Texte:

Aller au contenu principal

Un loto, un paquet de cigarettes et un compte bancaire s'il vous plaît !

Depuis quelques mois, il est possible d'ouvrir un compte en quelques minutes dans un bureau de tabac.

Le service est en phase pilote dans quatre villes : Paris, Nantes, Douai et Lyon. En janvier 2014, il sera généralisé à tous les bureaux de tabac français. Le compte-Nickel, créé par la Financière des Paiements Electroniques (FPE), est un compte accessible à toutes les personnes majeures, sans condition de revenus et sans dépôt minimum. Il permet de disposer d'un compte bancaire sans découvert ni chéquier mais avec la possibilité de réaliser des dépôts et retraits d'espèces, des virements et des prélèvements bancaires.

La FPE est un établissement de paiement agréé en 2013 et créé notamment par Hugues le Bret (ancien PDG de Boursorama Banque) et Ryad Boulanouar (ayant participé au projet Moneo). Les fondateurs et les collaborateurs de l'entreprise possèdent 56% du capital. L'actionnariat est également composé de la Confédération des buralistes (5%) et d'une soixantaine d'investisseurs particuliers (39%). Enfin, le Crédit Mutuel Arkéa participe au dispositif pour la tenue des comptes bancaires de la structure (cantonnement des fonds, etc...).

Enregistrements:
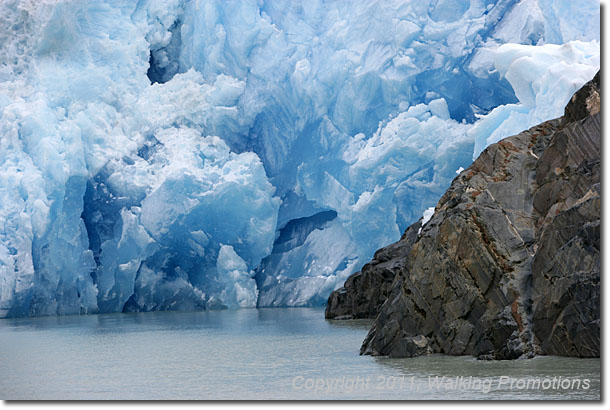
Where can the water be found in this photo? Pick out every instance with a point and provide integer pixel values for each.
(251, 354)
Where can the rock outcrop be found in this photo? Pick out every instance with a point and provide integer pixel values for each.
(509, 264)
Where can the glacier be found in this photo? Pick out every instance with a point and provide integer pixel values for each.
(180, 155)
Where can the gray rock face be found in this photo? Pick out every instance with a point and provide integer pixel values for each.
(509, 264)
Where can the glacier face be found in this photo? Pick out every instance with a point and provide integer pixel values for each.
(174, 154)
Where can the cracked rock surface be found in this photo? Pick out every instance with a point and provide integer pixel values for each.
(509, 264)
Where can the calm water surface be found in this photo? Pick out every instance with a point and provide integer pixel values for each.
(253, 354)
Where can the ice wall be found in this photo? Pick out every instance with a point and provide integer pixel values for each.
(205, 154)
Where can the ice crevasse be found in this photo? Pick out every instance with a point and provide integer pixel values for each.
(176, 155)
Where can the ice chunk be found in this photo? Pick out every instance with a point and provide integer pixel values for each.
(145, 145)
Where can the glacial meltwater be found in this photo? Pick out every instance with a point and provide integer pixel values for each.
(254, 354)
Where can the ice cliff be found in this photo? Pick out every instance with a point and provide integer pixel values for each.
(174, 154)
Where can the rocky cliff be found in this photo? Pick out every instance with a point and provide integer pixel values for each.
(509, 264)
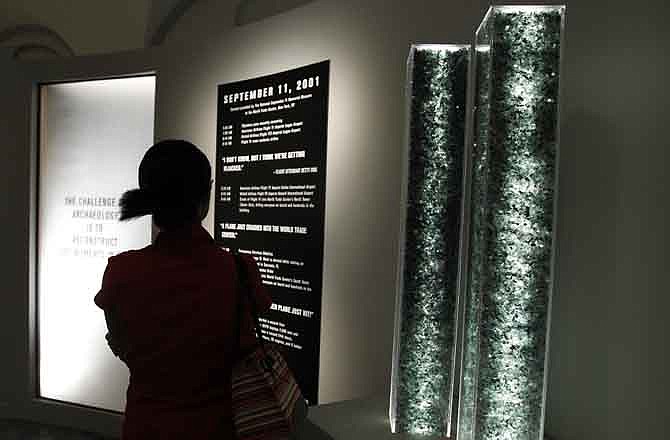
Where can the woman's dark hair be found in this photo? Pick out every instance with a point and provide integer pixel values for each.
(174, 178)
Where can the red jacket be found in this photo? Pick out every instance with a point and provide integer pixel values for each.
(176, 303)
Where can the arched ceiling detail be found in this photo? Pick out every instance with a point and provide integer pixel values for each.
(31, 41)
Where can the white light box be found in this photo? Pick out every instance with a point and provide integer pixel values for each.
(93, 135)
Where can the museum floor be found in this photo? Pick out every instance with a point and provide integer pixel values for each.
(21, 430)
(361, 419)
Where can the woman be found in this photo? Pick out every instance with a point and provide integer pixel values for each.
(171, 308)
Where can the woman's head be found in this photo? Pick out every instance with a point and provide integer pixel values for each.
(175, 182)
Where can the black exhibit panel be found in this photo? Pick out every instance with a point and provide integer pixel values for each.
(270, 200)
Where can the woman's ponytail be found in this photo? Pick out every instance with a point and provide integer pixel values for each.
(136, 203)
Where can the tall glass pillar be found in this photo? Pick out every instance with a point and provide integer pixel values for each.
(427, 301)
(514, 163)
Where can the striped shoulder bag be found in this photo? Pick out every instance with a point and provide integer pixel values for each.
(266, 401)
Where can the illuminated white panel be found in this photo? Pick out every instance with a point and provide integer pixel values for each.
(93, 136)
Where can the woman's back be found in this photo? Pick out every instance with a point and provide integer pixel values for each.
(176, 301)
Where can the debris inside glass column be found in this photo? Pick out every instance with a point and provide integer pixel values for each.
(426, 317)
(510, 276)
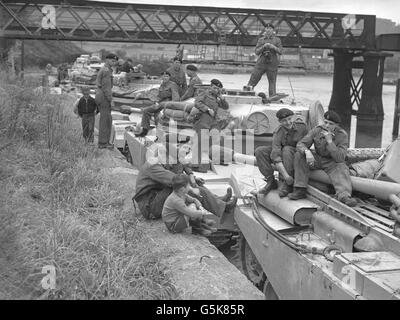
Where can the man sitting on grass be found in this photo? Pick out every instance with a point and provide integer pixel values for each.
(181, 210)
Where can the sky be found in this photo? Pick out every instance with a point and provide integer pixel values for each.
(389, 9)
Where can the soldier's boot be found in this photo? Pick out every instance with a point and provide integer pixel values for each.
(271, 185)
(298, 193)
(284, 189)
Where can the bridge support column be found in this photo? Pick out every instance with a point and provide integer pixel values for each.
(370, 112)
(341, 96)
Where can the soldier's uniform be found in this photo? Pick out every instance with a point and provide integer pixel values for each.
(154, 185)
(168, 91)
(283, 149)
(191, 90)
(104, 83)
(267, 62)
(328, 157)
(179, 77)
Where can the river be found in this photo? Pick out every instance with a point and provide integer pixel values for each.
(308, 88)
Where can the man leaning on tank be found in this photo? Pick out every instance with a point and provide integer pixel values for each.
(268, 49)
(331, 143)
(281, 153)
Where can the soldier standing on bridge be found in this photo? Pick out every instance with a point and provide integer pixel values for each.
(281, 153)
(268, 48)
(178, 75)
(104, 83)
(331, 143)
(190, 92)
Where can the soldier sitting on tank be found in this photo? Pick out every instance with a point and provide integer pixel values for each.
(331, 143)
(181, 210)
(154, 185)
(269, 49)
(178, 76)
(281, 153)
(168, 91)
(190, 92)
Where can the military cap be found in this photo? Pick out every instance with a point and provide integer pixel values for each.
(217, 83)
(283, 113)
(191, 67)
(332, 116)
(269, 25)
(112, 56)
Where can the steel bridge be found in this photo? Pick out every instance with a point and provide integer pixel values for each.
(121, 22)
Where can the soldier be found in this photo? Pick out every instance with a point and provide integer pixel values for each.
(281, 153)
(154, 185)
(190, 92)
(268, 48)
(177, 75)
(168, 91)
(204, 116)
(331, 143)
(104, 83)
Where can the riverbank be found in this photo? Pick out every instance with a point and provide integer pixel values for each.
(67, 206)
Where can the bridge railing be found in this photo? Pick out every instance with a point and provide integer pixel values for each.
(121, 22)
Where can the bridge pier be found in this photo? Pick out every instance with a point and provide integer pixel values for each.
(370, 112)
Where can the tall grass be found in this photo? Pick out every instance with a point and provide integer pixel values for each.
(57, 208)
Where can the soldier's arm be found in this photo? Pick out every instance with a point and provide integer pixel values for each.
(306, 142)
(276, 153)
(161, 175)
(222, 103)
(338, 149)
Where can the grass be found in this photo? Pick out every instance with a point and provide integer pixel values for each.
(56, 208)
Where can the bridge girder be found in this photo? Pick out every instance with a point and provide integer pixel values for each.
(122, 22)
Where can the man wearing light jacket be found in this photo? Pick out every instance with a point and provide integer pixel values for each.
(331, 143)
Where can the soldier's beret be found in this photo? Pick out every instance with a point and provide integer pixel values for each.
(283, 113)
(112, 56)
(217, 83)
(269, 25)
(191, 67)
(332, 116)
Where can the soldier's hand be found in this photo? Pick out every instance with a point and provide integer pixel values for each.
(310, 158)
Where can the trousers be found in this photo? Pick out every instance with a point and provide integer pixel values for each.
(105, 123)
(338, 173)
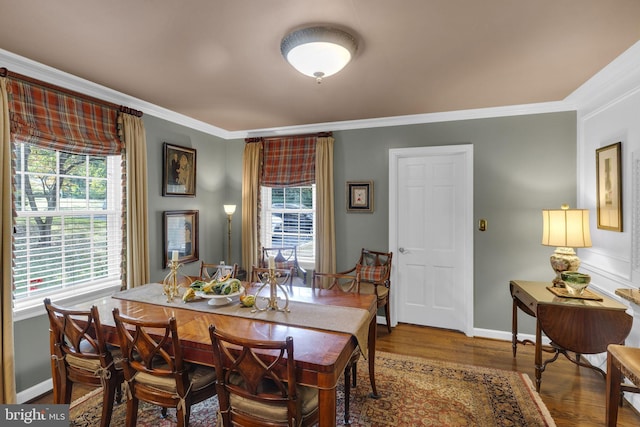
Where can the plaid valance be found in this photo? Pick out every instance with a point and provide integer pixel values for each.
(57, 121)
(289, 162)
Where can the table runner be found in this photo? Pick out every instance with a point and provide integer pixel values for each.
(354, 321)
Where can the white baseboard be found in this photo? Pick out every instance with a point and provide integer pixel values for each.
(35, 391)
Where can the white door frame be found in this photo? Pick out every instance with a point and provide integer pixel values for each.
(468, 286)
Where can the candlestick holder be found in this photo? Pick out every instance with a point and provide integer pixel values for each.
(270, 279)
(170, 281)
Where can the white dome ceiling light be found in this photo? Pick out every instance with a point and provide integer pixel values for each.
(318, 52)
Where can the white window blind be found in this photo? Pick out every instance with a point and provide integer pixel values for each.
(68, 228)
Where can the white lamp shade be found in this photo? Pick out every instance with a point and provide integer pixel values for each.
(318, 51)
(566, 228)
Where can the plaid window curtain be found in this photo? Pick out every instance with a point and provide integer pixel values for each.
(56, 121)
(289, 162)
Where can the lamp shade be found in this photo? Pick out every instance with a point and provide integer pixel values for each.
(318, 51)
(566, 228)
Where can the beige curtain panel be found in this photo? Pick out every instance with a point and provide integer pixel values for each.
(7, 368)
(325, 207)
(251, 170)
(134, 138)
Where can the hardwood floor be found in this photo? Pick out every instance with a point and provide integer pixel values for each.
(575, 396)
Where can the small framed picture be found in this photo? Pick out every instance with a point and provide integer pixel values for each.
(180, 236)
(359, 196)
(179, 171)
(609, 187)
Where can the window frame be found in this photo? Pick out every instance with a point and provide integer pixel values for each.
(31, 305)
(266, 227)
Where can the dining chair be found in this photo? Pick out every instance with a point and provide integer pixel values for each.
(375, 274)
(345, 283)
(154, 369)
(257, 383)
(212, 271)
(285, 257)
(284, 275)
(622, 362)
(80, 355)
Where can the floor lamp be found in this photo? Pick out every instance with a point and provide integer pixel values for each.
(229, 210)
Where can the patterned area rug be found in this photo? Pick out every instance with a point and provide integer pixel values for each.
(414, 392)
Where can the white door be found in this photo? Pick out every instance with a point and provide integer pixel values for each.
(431, 235)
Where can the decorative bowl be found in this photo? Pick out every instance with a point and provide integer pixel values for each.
(575, 282)
(215, 299)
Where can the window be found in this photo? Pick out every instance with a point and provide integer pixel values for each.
(288, 219)
(68, 228)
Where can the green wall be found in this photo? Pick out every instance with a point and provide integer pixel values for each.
(522, 164)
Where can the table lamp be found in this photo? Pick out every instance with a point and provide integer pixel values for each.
(566, 229)
(229, 210)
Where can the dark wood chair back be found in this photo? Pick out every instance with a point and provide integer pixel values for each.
(155, 371)
(375, 277)
(79, 355)
(210, 271)
(284, 276)
(343, 282)
(285, 258)
(257, 383)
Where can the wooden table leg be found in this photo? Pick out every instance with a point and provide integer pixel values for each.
(327, 407)
(514, 327)
(538, 355)
(373, 331)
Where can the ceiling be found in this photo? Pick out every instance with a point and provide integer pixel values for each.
(219, 61)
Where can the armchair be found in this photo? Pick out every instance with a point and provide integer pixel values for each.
(375, 272)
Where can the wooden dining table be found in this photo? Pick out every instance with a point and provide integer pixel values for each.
(321, 355)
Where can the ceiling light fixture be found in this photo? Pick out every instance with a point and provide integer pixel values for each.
(318, 51)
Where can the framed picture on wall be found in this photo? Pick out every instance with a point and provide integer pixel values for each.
(180, 236)
(609, 187)
(179, 171)
(359, 196)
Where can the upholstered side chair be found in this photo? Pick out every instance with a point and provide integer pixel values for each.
(257, 383)
(154, 369)
(80, 355)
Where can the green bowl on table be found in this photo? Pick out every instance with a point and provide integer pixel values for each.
(575, 282)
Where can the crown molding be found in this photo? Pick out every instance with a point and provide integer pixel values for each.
(616, 81)
(448, 116)
(54, 76)
(51, 75)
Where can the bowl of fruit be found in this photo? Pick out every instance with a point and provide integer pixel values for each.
(219, 291)
(575, 282)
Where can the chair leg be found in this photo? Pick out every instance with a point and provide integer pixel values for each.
(132, 412)
(387, 315)
(347, 393)
(614, 379)
(354, 374)
(108, 396)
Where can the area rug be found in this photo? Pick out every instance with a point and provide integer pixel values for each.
(413, 392)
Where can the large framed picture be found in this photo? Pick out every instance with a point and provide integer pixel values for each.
(179, 171)
(609, 187)
(180, 236)
(359, 196)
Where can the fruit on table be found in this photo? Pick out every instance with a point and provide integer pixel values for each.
(248, 300)
(189, 294)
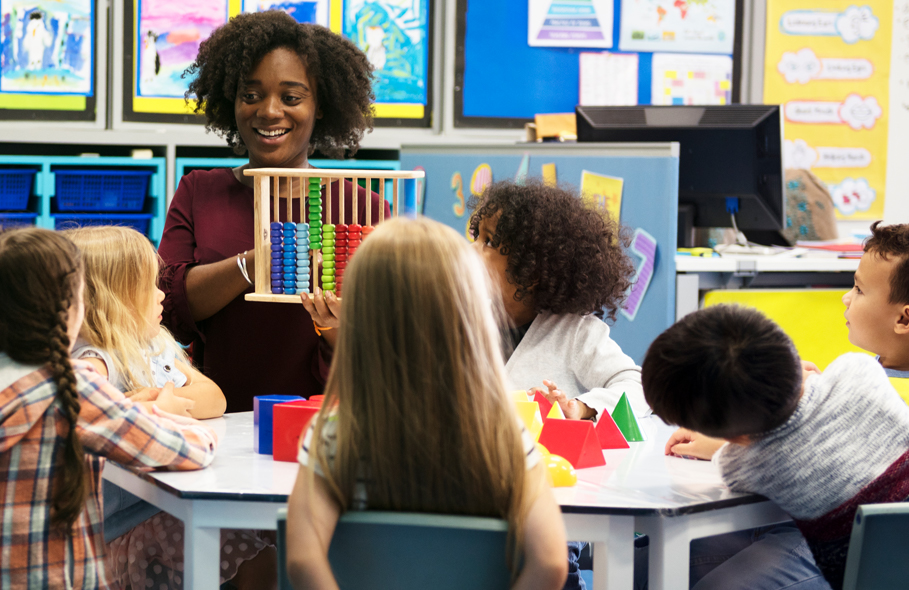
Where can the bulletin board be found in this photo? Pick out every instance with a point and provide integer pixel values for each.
(502, 81)
(48, 66)
(161, 39)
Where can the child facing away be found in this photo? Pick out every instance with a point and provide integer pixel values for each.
(795, 435)
(877, 307)
(59, 419)
(123, 338)
(417, 397)
(559, 264)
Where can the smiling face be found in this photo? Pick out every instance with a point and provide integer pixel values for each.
(871, 317)
(276, 111)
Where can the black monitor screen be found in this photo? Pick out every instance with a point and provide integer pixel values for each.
(726, 151)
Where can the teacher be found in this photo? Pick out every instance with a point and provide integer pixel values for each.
(278, 90)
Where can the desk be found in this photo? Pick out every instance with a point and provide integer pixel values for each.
(639, 489)
(695, 274)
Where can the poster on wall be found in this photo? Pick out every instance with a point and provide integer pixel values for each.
(394, 34)
(691, 79)
(570, 23)
(828, 64)
(47, 47)
(686, 26)
(304, 11)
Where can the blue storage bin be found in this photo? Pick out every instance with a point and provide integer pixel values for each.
(15, 188)
(101, 190)
(137, 221)
(8, 220)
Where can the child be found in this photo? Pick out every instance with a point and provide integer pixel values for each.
(877, 307)
(559, 264)
(796, 436)
(58, 420)
(418, 398)
(123, 338)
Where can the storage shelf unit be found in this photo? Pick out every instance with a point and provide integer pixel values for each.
(41, 202)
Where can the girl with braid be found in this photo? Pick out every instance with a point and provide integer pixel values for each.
(59, 420)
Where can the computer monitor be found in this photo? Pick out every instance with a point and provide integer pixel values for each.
(726, 151)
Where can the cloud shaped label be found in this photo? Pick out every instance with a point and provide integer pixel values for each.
(855, 111)
(804, 66)
(852, 25)
(852, 195)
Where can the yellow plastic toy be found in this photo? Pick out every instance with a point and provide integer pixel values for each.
(561, 473)
(530, 414)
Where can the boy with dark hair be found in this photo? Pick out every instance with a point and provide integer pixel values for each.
(877, 307)
(799, 437)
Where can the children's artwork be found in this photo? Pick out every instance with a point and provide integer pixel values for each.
(686, 26)
(828, 64)
(603, 192)
(570, 23)
(691, 79)
(47, 46)
(303, 11)
(644, 246)
(168, 34)
(394, 34)
(608, 79)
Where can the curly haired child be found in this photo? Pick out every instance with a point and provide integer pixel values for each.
(59, 419)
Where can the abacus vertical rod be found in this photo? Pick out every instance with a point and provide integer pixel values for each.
(381, 200)
(394, 197)
(369, 201)
(262, 223)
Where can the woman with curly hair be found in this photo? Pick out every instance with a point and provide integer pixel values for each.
(277, 90)
(560, 267)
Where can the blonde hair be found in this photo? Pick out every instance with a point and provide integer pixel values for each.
(121, 273)
(417, 384)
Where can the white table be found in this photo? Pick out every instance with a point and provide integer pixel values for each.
(639, 489)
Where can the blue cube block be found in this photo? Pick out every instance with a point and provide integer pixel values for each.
(262, 420)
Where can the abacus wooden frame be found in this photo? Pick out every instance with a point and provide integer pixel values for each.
(262, 184)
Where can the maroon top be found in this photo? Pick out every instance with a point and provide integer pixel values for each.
(247, 348)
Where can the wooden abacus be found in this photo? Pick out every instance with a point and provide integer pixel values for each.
(295, 248)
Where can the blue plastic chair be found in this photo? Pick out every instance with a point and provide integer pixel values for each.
(878, 556)
(394, 550)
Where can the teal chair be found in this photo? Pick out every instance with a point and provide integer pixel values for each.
(878, 556)
(394, 550)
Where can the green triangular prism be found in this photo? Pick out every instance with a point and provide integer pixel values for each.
(625, 420)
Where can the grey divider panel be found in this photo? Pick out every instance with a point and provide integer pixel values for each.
(649, 202)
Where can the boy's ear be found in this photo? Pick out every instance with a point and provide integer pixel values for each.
(902, 322)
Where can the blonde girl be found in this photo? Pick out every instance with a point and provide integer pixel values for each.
(123, 338)
(416, 396)
(59, 418)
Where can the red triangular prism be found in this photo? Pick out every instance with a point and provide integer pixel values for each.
(608, 433)
(575, 440)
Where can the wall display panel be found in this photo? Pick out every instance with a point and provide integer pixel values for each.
(162, 39)
(47, 60)
(503, 81)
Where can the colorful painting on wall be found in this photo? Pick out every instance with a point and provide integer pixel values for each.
(394, 35)
(47, 47)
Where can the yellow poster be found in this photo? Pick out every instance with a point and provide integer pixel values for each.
(828, 64)
(604, 192)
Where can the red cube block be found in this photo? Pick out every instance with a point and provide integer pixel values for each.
(290, 421)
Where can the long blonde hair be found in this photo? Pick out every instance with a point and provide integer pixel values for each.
(121, 271)
(417, 383)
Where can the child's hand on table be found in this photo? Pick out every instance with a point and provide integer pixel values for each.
(689, 444)
(572, 408)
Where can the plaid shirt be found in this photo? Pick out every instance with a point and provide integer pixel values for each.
(33, 431)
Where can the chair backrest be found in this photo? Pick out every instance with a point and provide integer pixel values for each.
(392, 550)
(878, 556)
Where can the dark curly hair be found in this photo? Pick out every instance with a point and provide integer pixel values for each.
(565, 256)
(342, 74)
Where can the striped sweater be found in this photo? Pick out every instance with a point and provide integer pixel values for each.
(846, 444)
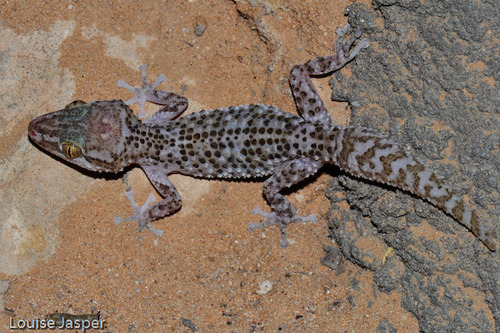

À faire:
- 1) Recopiez fidèlement le passage du texte sur le compte-Nickel, depuis « Le service est » jusqu'à « des prélèvements bancaires. » inclus.
- 2) Indiquez si chacune des affirmations suivantes concorde avec le texte sur le compte-Nickel, en répondant par oui ou par non et en citant fidèlement les mots du texte qui tranchent : (a) le compte-Nickel fournit un chéquier ; (b) la Confédération des buralistes détient 5 % du capital de la FPE ; (c) l'ouverture du compte exige un dépôt minimum.

Réponses détaillées:
- 1)
Le service est en phase pilote dans quatre villes : Paris, Nantes, Douai et Lyon. En janvier 2014, il sera généralisé à tous les bureaux de tabac français. Le compte-Nickel, créé par la Financière des Paiements Electroniques (FPE), est un compte accessible à toutes les personnes majeures, sans condition de revenus et sans dépôt minimum. Il permet de disposer d'un compte bancaire sans découvert ni chéquier mais avec la possibilité de réaliser des dépôts et retraits d'espèces, des virements et des prélèvements bancaires.

- 2)
(a) Non : « sans découvert ni chéquier ».
(b) Oui : « la Confédération des buralistes (5%) ».
(c) Non : « sans dépôt minimum ».